_Aim of the exercise_. In the excerpt about the magazine Sekai, what pseudonym did Chi Myung Kwan use for "Letters from South Korea"?

_Excerpt_.

The monthly magazine Sekai played an important role in introducing the voices and thoughts of Koreans. Sekai published “The Korean Student Movement in the 1970s” by Nakagawa Nobuo, a Zainichi intellectual. Nakagawa introduced the argument of Korean students who held that Japan was an obstacle to the democratization and reunification of Korea, and that students should therefore advance the anti-Japan movement (Nakagawa 1972). In an interview with the editor in chief of Sekai, Yasue Ryōsuke, Kim Dae Jung criticized the Japan Socialist Party and the Japan Communist Party as well as progressive social groups for aligning themselves with North Korea while neglecting movements for social change in South Korea. He called on conscientious Japanese to “correctly recognize” South Korean democracy movements (Kim 1973: 118). Moreover, “Letters from South Korea,” written by T.K Sei, a pseudonym of Chi Myung Kwan, was serialized in Sekai soon after the Kim Dae Jung kidnapping incident in August 1973. This series (1973~1988), made possible by messengers who secretly carried underground information from South Korea to Japan, provided detailed information on the Korean struggles in the face of the Park regime’s repression (Chi 2003, 2005; Lee 2012).

_Data shown_.
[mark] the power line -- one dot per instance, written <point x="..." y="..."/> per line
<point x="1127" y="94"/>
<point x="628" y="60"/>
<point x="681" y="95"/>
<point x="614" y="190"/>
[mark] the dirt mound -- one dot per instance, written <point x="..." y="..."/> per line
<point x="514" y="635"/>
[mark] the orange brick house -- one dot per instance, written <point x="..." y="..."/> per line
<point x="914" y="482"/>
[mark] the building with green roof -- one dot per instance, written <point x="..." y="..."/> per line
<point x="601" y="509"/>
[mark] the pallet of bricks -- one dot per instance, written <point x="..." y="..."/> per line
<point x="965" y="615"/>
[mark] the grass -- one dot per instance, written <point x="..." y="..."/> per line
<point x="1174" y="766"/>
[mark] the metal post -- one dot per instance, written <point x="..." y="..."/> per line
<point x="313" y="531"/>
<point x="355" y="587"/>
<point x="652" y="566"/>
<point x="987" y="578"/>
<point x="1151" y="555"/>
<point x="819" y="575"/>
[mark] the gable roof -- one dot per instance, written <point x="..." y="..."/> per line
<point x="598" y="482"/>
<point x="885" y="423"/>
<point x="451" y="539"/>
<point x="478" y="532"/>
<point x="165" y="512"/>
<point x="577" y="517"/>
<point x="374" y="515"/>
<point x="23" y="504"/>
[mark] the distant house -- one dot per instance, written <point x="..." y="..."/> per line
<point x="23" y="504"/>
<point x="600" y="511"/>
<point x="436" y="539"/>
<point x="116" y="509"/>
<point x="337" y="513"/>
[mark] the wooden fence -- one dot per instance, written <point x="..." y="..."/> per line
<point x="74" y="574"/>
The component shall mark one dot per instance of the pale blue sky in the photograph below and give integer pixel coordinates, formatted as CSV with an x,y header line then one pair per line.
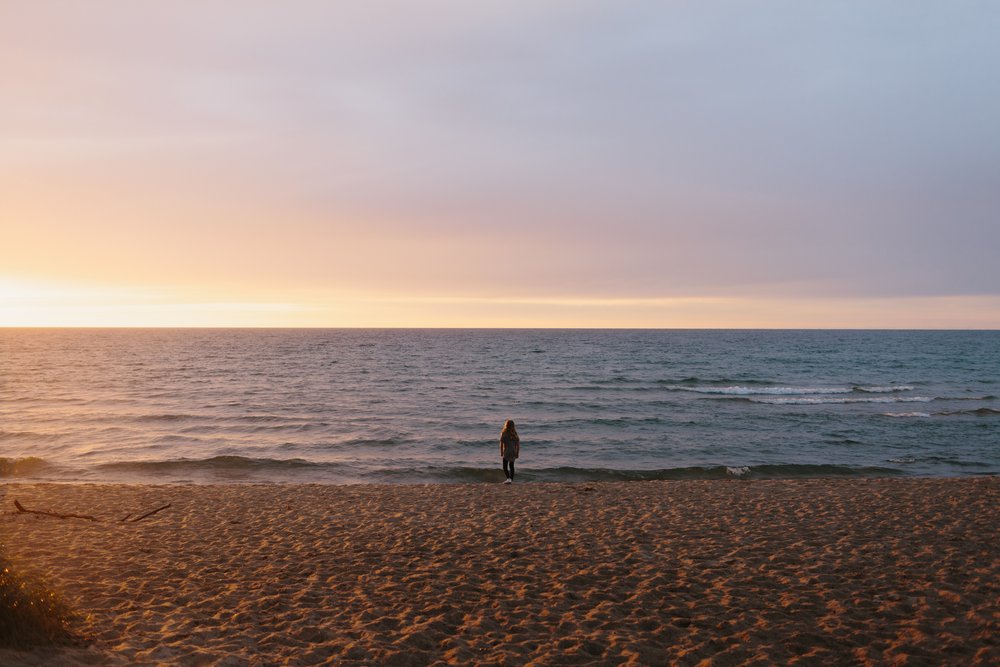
x,y
563,150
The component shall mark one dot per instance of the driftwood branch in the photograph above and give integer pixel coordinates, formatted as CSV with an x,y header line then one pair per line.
x,y
21,509
148,513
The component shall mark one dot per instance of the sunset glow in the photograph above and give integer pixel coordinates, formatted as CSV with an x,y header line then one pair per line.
x,y
508,165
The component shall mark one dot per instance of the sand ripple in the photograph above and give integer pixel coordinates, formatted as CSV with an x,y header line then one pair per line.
x,y
648,573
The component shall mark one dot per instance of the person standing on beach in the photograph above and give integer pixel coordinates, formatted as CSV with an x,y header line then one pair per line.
x,y
510,448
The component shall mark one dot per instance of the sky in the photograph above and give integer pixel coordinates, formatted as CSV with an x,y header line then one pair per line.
x,y
522,164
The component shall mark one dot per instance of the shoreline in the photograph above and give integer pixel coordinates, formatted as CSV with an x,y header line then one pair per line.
x,y
864,570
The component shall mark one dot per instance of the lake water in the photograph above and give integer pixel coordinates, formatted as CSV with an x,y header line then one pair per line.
x,y
338,406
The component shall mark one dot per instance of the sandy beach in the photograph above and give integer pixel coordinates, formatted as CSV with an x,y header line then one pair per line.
x,y
870,571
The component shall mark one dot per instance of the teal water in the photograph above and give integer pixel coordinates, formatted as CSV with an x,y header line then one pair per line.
x,y
337,406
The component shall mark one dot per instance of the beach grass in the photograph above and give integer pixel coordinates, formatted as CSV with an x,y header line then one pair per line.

_Result of the task_. T.K Sei